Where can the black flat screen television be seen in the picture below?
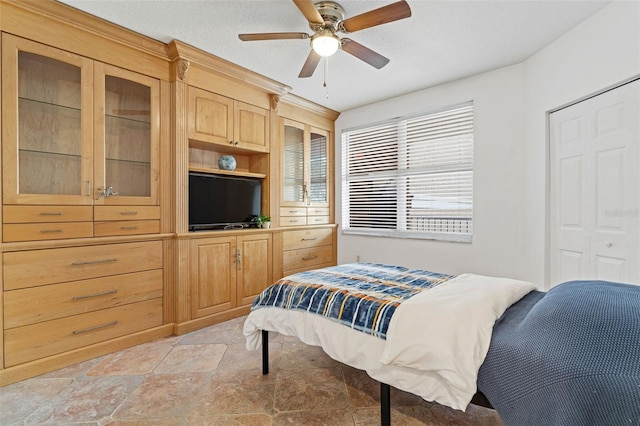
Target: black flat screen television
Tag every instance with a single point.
(222, 202)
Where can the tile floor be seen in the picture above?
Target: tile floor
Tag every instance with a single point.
(208, 378)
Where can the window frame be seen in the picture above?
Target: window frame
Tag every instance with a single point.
(400, 175)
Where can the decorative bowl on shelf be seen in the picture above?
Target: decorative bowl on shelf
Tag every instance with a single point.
(227, 162)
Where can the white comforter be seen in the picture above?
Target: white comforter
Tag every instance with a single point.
(435, 344)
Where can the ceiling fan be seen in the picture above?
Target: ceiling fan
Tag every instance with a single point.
(326, 19)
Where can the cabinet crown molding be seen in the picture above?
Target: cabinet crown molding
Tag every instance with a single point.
(178, 50)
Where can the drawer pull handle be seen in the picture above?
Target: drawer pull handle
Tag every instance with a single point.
(93, 262)
(97, 327)
(89, 296)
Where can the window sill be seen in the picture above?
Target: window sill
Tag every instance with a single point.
(452, 238)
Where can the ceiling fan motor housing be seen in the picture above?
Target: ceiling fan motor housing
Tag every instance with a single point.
(331, 12)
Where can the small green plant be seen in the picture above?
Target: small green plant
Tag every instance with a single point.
(260, 220)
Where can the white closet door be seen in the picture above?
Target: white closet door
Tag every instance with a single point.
(595, 189)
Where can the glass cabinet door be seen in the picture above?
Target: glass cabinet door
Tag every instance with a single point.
(293, 170)
(126, 142)
(47, 129)
(318, 168)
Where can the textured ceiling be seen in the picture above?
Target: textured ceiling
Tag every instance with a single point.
(442, 40)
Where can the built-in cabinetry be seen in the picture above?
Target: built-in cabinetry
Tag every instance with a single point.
(100, 129)
(61, 299)
(228, 122)
(305, 175)
(228, 271)
(83, 270)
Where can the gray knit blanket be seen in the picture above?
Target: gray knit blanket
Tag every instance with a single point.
(570, 356)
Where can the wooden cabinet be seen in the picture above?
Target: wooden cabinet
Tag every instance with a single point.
(227, 122)
(304, 249)
(76, 132)
(60, 299)
(305, 175)
(228, 271)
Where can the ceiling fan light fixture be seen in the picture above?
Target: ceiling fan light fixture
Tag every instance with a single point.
(325, 43)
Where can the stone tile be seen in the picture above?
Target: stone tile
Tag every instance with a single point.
(19, 400)
(74, 371)
(296, 354)
(191, 359)
(237, 357)
(226, 333)
(237, 392)
(88, 400)
(170, 421)
(310, 389)
(232, 420)
(316, 417)
(162, 396)
(141, 359)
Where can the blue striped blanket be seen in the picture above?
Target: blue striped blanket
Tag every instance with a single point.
(362, 296)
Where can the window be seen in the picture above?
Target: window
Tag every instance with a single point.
(410, 177)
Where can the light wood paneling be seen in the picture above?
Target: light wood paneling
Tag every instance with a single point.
(46, 231)
(39, 304)
(30, 342)
(38, 267)
(126, 227)
(305, 238)
(105, 213)
(212, 275)
(255, 271)
(43, 214)
(306, 258)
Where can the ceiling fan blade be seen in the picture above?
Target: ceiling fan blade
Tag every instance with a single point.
(272, 36)
(309, 11)
(310, 64)
(382, 15)
(364, 53)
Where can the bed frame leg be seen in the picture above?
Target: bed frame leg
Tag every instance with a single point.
(385, 404)
(265, 352)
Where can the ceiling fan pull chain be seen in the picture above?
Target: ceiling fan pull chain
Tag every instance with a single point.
(326, 76)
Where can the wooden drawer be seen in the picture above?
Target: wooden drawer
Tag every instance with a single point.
(318, 211)
(46, 231)
(45, 303)
(102, 213)
(23, 344)
(126, 227)
(292, 221)
(39, 214)
(38, 267)
(317, 220)
(306, 257)
(292, 240)
(293, 211)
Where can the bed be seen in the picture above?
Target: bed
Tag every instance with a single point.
(568, 356)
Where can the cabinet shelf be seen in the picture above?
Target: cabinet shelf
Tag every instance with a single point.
(227, 172)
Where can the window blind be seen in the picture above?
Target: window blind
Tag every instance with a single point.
(411, 177)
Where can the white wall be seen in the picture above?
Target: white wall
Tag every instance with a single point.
(498, 174)
(510, 196)
(601, 52)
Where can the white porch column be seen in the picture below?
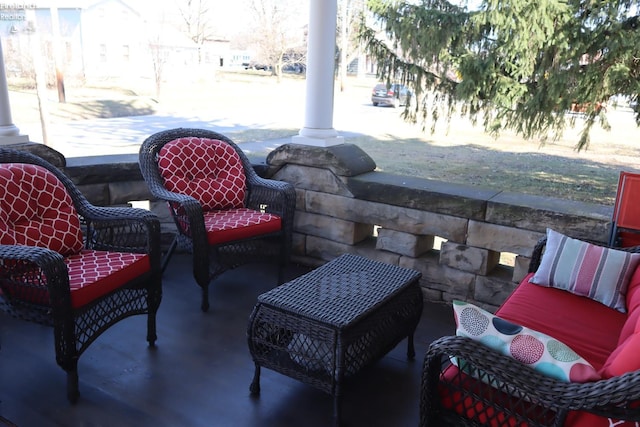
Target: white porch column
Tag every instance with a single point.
(321, 48)
(9, 133)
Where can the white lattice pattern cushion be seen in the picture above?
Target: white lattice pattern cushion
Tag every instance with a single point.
(36, 210)
(237, 224)
(208, 170)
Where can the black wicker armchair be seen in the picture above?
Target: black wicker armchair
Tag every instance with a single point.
(72, 265)
(496, 390)
(209, 186)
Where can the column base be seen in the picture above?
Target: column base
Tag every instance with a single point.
(13, 139)
(317, 142)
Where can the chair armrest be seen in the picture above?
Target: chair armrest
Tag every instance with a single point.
(123, 229)
(277, 196)
(27, 269)
(612, 397)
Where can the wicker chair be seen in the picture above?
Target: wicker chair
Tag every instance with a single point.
(210, 202)
(527, 397)
(69, 264)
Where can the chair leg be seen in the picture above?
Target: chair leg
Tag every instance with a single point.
(73, 390)
(205, 299)
(151, 329)
(167, 257)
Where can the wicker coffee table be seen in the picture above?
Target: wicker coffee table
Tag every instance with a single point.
(330, 323)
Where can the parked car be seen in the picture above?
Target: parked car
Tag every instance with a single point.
(395, 95)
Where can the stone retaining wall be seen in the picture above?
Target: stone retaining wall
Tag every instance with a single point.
(456, 235)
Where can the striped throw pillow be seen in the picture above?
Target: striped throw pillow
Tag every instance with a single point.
(581, 268)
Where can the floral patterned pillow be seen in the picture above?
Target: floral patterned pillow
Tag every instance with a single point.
(532, 348)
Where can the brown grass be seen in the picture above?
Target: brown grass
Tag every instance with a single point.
(458, 153)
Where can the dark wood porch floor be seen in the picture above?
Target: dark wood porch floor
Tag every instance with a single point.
(200, 371)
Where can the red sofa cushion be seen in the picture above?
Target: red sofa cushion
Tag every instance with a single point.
(581, 323)
(36, 210)
(593, 335)
(237, 224)
(208, 170)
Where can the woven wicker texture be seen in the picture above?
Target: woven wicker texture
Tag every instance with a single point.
(27, 270)
(262, 195)
(494, 392)
(330, 323)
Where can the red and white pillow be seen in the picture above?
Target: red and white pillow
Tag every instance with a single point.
(36, 210)
(208, 170)
(581, 268)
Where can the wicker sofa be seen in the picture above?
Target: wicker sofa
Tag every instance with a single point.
(468, 382)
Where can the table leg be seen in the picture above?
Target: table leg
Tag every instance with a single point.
(411, 351)
(254, 388)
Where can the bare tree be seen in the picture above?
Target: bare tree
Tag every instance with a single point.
(197, 20)
(277, 32)
(349, 12)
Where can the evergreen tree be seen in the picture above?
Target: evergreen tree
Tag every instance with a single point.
(514, 64)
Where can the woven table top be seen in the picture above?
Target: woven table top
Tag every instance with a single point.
(342, 290)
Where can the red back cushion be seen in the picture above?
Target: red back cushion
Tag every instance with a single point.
(208, 170)
(36, 210)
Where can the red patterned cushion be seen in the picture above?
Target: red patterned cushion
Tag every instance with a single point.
(237, 224)
(208, 170)
(92, 274)
(36, 210)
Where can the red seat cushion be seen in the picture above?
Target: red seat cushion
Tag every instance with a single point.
(581, 323)
(92, 274)
(36, 210)
(208, 170)
(237, 224)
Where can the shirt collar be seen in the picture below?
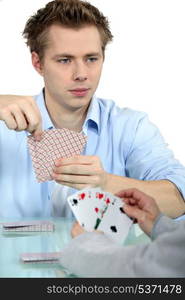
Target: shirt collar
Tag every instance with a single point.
(92, 119)
(93, 116)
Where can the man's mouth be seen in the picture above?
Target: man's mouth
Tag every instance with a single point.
(80, 92)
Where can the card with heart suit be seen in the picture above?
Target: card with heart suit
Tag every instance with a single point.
(115, 223)
(96, 209)
(88, 206)
(54, 144)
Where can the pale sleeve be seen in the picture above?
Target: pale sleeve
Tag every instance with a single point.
(95, 255)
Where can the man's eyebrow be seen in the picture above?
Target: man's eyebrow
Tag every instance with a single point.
(67, 55)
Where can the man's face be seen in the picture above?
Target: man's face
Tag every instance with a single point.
(72, 65)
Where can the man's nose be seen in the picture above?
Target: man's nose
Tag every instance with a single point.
(80, 72)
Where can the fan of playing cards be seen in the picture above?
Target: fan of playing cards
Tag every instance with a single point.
(54, 144)
(97, 209)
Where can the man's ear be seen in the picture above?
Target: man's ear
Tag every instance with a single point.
(37, 63)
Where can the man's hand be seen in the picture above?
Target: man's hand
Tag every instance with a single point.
(21, 113)
(141, 207)
(76, 230)
(80, 172)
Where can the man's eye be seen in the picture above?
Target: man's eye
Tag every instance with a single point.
(92, 59)
(63, 60)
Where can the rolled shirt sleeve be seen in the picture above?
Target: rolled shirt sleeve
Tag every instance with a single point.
(149, 158)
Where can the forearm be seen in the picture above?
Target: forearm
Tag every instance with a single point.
(165, 193)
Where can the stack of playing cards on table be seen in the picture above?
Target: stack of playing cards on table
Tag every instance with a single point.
(28, 226)
(54, 144)
(97, 209)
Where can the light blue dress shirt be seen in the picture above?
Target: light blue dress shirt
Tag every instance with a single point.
(127, 143)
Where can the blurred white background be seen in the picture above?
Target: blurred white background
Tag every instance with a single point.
(144, 67)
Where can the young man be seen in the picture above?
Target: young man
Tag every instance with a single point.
(67, 40)
(97, 256)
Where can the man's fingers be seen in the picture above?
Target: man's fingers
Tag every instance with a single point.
(9, 119)
(134, 212)
(77, 159)
(21, 113)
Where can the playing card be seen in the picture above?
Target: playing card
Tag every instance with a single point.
(28, 226)
(54, 144)
(40, 257)
(115, 223)
(88, 207)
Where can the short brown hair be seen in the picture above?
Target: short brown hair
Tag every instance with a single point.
(69, 13)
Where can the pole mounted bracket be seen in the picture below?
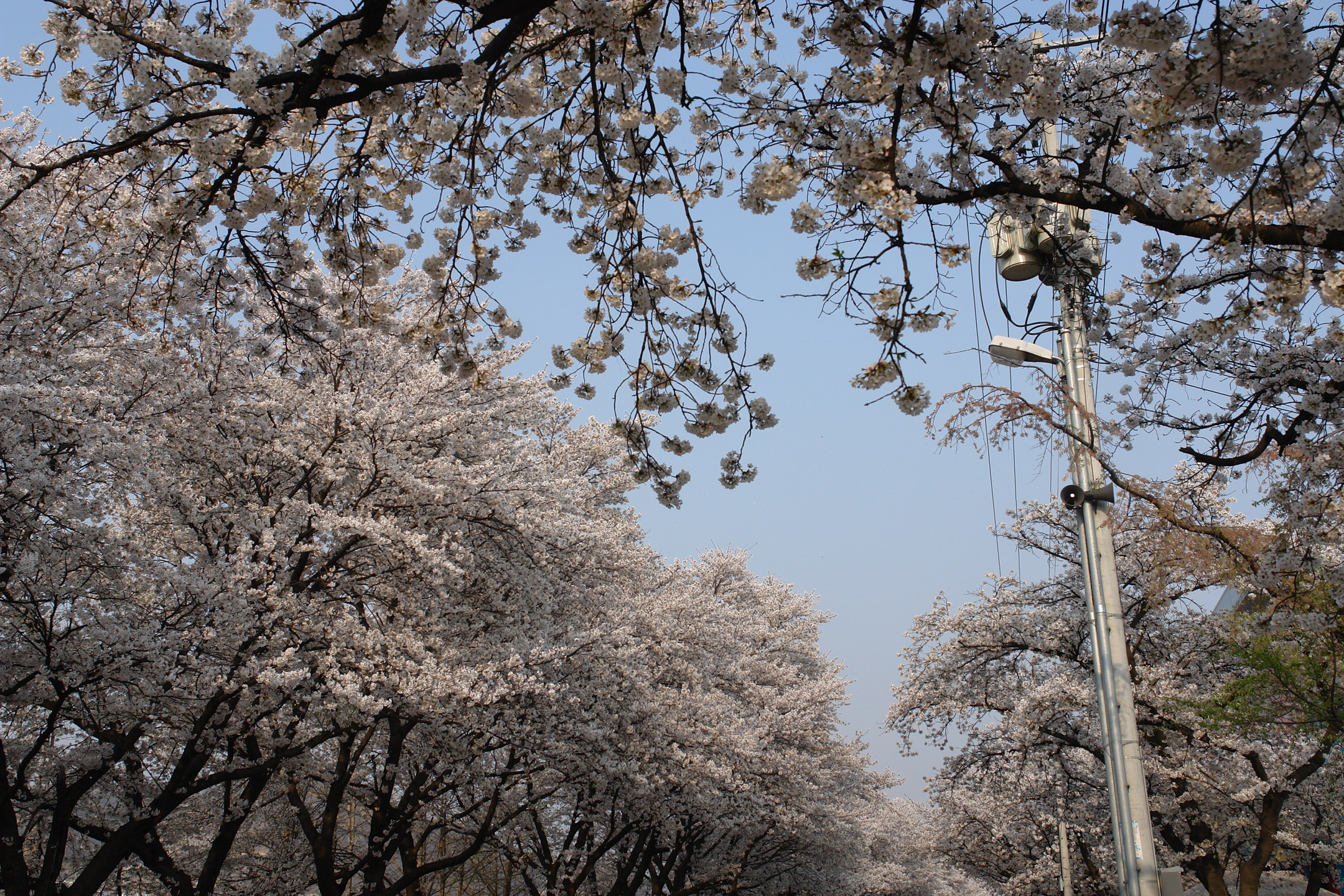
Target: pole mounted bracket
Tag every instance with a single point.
(1073, 496)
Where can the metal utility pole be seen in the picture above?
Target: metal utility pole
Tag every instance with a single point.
(1020, 253)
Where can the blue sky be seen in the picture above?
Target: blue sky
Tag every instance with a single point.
(852, 503)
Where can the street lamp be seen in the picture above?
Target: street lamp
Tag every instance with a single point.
(1020, 248)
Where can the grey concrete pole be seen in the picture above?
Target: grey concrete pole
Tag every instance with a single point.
(1131, 821)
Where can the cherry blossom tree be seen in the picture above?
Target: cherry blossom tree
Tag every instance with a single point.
(314, 614)
(1012, 671)
(297, 128)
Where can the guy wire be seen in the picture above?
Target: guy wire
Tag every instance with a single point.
(978, 296)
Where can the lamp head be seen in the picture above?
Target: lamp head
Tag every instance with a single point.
(1015, 352)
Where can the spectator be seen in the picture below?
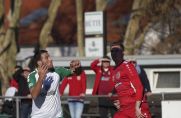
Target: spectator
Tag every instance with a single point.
(43, 84)
(147, 90)
(103, 85)
(77, 89)
(127, 84)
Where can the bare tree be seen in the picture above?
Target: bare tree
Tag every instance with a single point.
(133, 25)
(45, 35)
(8, 45)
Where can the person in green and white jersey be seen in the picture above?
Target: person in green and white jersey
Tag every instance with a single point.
(43, 83)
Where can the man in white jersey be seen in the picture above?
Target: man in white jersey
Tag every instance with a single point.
(43, 83)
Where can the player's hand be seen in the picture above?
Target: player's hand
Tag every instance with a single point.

→ **What is being asked**: The reply should hold exactly the lines above, starting at the line with "Target: red seat cushion" and ending at the line with "Target: fan of playing cards", and no pictures.

→ **Problem solution**:
Target: red seat cushion
Tag every instance with a single point.
(581, 323)
(92, 274)
(36, 210)
(208, 170)
(237, 224)
Where can the shirt collar be seen in the picture below?
Target: shirt collar
Tag every instance with a single point.
(92, 119)
(93, 116)
Where can the man's mouth be seen in the picture above?
Target: man's mouth
Tag every instance with a single point.
(80, 92)
Where can the card with heart suit be seen in the picture above?
Target: card with heart suit
Tag every instance with a single point.
(115, 223)
(96, 209)
(88, 206)
(54, 144)
Where can the pale sleeve be seen in the picture above?
Target: pale sleeve
Tag every instance with a single point.
(95, 255)
Where can the man's eyebrow be seen in the picture above?
Target: man's eyebrow
Tag every instance with a single point.
(67, 55)
Where can the man's face be seen in the picture above?
Target: man's face
Tag every instance with a single point.
(72, 65)
Where can the man's nose be seen in the picture above?
Target: man's nose
Tag every instance with a single point.
(80, 72)
Where can the fan of playing cards be seen in the picture above?
Target: fan of playing cards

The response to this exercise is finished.